## [Zadanie]
Czy poniższe stwierdzenia zgadzają się z tekstem o zwiedzaniu galerii? Przy każdym napisz „tak” lub „nie” i przytocz dosłownie rozstrzygające słowa tekstu.
1. Dzień Mamy w Niemczech przypada w drugą niedzielę maja.
2. Atelier Yoga znajduje się w miejscowości Stahnsdorf.
3. W atelier Pegasus nie było nikogo, kto opowiadałby o pracach.

## [Tekst]
****************

W drugą niedzielę maja w Niemczech zawsze jest Dzień Mamy. O poranku budzę się tuż obok przygotowanego przez dzieci śniadania ozdobionego kwiatami, sercem i babeczką bezcukrową według aktualnych manier żywieniowych rodzicielki;) I to właśnie na jej prośbę, po uczciwie zadanym pytaniu, jak chcę spędzić ten dzień, wszyscy wyruszamy na zwiedzanie galerii w drugim dniu ich otwarcia.
Tym razem udajemy się do gminy Potsdam-Mittelmark i w miejscowości Stahnsdorf odwiedzamy Atelier Yoga. Za garażem kryje się kreatywny, trochę straszny, nawet obrazoburczy świat artystki. Złoty kurz, plastikowe kręgle służące niby za ludzką popielniczkę, czarna niewinność, „jedyne, co nas krępuje to wyobrażenie o nas samych”, gniazdo z ptakiem w skrzynce, goła baba wylegująca się w słońcu pod suchą różą, żabie zwłoki oprawione w ramkę, wystawione jak obraz pod światło, skomponowane w przesłanie „z próżni w próżnię to jest podróżą”. Potworność zamieniona w skonsolidowany szkic istnienia, podkręcony słońcem, uśmiechem, niewinnym i dobrodusznym bonzai. Chrystus z koronkową aureolą obok butelczyny biednej i sama właścicielka dzieląca się adresem związku artystów, który od czasu do czasu zaprasza na wystawy. Poza kobiety klęczącej przed koszem lub przed szyszką jest albo zrozpaczona albo ekspresyjna rozkoszą, ogród zalany słońcem, a my wdzięczni za możliwość zajrzenia za kulisy wymownej pracy.
U G. Angeliki Hoffman w atelier Pegasus konfrontujemy naszą świadomość z pareidolią. Pośród różnych abstrakcyjnych obrazów oraz czarnobiałych zdjęć odkrywamy dwa portrety/motywy pnia drzew, które choć są tylko korą, ukazują oblicze. Artysta akurat stoi w pomieszczeniu i opowiada o swoich pracach. Na informację o jednostce chorobowej, której symptomem jest widzenie twarzy w najróżniejszych miejscach uśmiecha się lekko i zatapia w zastanowieniu. Chciał pokazać oblicze drzewa, czy to wyłącznie przypadkowy motyw, wyrwany z całego kontekstu czy rzeczywiście uległ złudzeniu i uwierzył w te wyraźne wyrazy „twarzy”? Po angielsku opuszczamy pracownię zostawiając w zadumie pogrążonego mężczyznę.

****************

## [Dane]
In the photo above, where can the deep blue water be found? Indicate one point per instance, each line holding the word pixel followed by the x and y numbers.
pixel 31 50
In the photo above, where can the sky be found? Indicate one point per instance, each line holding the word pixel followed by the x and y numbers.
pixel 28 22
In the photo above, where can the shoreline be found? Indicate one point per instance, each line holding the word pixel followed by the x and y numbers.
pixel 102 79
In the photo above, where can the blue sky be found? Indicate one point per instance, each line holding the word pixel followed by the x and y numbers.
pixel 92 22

****************

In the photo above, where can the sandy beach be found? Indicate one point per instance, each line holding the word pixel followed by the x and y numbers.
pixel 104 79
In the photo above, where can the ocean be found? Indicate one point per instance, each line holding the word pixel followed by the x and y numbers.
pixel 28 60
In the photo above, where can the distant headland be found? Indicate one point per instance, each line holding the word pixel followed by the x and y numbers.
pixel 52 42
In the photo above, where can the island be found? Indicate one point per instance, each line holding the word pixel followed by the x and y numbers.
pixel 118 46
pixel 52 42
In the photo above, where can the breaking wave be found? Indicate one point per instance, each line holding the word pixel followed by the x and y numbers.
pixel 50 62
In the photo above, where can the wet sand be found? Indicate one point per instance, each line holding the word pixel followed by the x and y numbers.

****************

## [Odpowiedź do zadania]
1. Tak: „W drugą niedzielę maja w Niemczech zawsze jest Dzień Mamy.”
2. Tak: „w miejscowości Stahnsdorf odwiedzamy Atelier Yoga”
3. Nie: „Artysta akurat stoi w pomieszczeniu i opowiada o swoich pracach.”